(Region pointing data)
* * * * * * * * *

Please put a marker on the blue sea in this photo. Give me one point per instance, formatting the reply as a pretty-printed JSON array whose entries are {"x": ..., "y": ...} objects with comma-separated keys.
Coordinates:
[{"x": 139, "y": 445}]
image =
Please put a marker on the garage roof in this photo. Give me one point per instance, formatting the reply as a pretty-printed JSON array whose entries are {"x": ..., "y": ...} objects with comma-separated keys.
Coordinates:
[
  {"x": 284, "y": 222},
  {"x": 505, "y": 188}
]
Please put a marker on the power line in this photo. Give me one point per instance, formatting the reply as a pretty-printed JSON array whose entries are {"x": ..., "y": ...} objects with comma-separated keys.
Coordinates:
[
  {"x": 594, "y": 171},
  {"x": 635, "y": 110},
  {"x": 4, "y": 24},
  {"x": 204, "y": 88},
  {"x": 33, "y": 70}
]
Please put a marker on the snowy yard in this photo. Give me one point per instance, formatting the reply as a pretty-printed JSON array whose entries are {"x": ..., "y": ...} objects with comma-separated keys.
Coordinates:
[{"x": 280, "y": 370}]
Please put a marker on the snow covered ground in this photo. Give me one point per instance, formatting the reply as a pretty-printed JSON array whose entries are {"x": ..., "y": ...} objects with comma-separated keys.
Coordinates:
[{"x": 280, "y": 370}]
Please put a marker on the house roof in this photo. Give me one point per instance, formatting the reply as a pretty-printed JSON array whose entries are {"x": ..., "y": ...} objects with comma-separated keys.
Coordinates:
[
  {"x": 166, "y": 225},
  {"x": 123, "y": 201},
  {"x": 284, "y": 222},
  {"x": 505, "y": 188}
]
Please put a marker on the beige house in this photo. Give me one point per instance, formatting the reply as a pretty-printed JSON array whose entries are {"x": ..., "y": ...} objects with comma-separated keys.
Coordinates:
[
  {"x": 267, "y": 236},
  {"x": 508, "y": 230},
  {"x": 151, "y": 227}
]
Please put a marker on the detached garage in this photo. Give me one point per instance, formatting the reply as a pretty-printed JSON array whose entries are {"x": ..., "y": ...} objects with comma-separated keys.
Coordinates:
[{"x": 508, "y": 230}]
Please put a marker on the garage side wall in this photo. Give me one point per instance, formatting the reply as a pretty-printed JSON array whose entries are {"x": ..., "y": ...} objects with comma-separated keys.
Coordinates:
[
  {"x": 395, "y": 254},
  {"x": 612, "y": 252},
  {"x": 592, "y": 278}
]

* * * * * * * * *

» WHAT YOU HAVE TO DO
Without altering a single character, write out every record above.

» SOLUTION
Please put a marker on the blue sea in this photo. Give me one point per instance, formatting the reply as a pretty-printed JSON array whose entries are {"x": ..., "y": ...} objects with comma-separated keys.
Coordinates:
[{"x": 139, "y": 445}]
image =
Please put a marker on the garage roof in this photo. Give me one point per instance, formatting the reply as a pretty-printed JSON array whose entries are {"x": ..., "y": ...} objects with comma-separated keys.
Coordinates:
[
  {"x": 284, "y": 222},
  {"x": 505, "y": 188}
]
Please put a marker on the power line in this photo. Give me one point per instance, formatting the reply as a pretty-printed JSON array whose entries are {"x": ..., "y": ...} objects with comma-separated keys.
Coordinates:
[
  {"x": 594, "y": 171},
  {"x": 635, "y": 110},
  {"x": 4, "y": 24},
  {"x": 204, "y": 88},
  {"x": 33, "y": 70}
]
Please put a marker on the snowy yard in this photo. Give me one point per instance, formatting the reply as a pretty-printed JSON array whose entries are {"x": ..., "y": ...} objects with comma-separated keys.
Coordinates:
[{"x": 280, "y": 370}]
Please put a marker on the snow covered ground in this photo. Give me one point per instance, formatting the reply as a pretty-printed JSON array whose entries are {"x": ..., "y": ...} objects with comma-separated keys.
Coordinates:
[{"x": 280, "y": 370}]
Please put a marker on the house roof in this photo. Give me one point per instance, formatting the reply as a pretty-printed JSON array whose entries are {"x": ..., "y": ...} objects with comma-separated keys.
Coordinates:
[
  {"x": 166, "y": 225},
  {"x": 123, "y": 201},
  {"x": 284, "y": 222},
  {"x": 505, "y": 188}
]
Please put a marker on the beige house in this photo. Give me one point per instance, formatting the reply as a pretty-printed JSON array whose entries are {"x": ..., "y": ...} objects with comma-separated keys.
Coordinates:
[
  {"x": 267, "y": 236},
  {"x": 508, "y": 230},
  {"x": 151, "y": 227}
]
Please put a marker on the detached garage in this photo. Give me one point per instance, formatting the reply as a pretty-printed JSON array whose entries are {"x": ..., "y": ...} objects with comma-separated keys.
Coordinates:
[{"x": 508, "y": 230}]
Please put a marker on the garage side wall in this photo. Give me one point per instance, formatting the reply as a pretty-printed JSON array whose entries are {"x": ..., "y": ...} objects with comma-separated keys.
Coordinates:
[
  {"x": 395, "y": 254},
  {"x": 612, "y": 252},
  {"x": 592, "y": 278}
]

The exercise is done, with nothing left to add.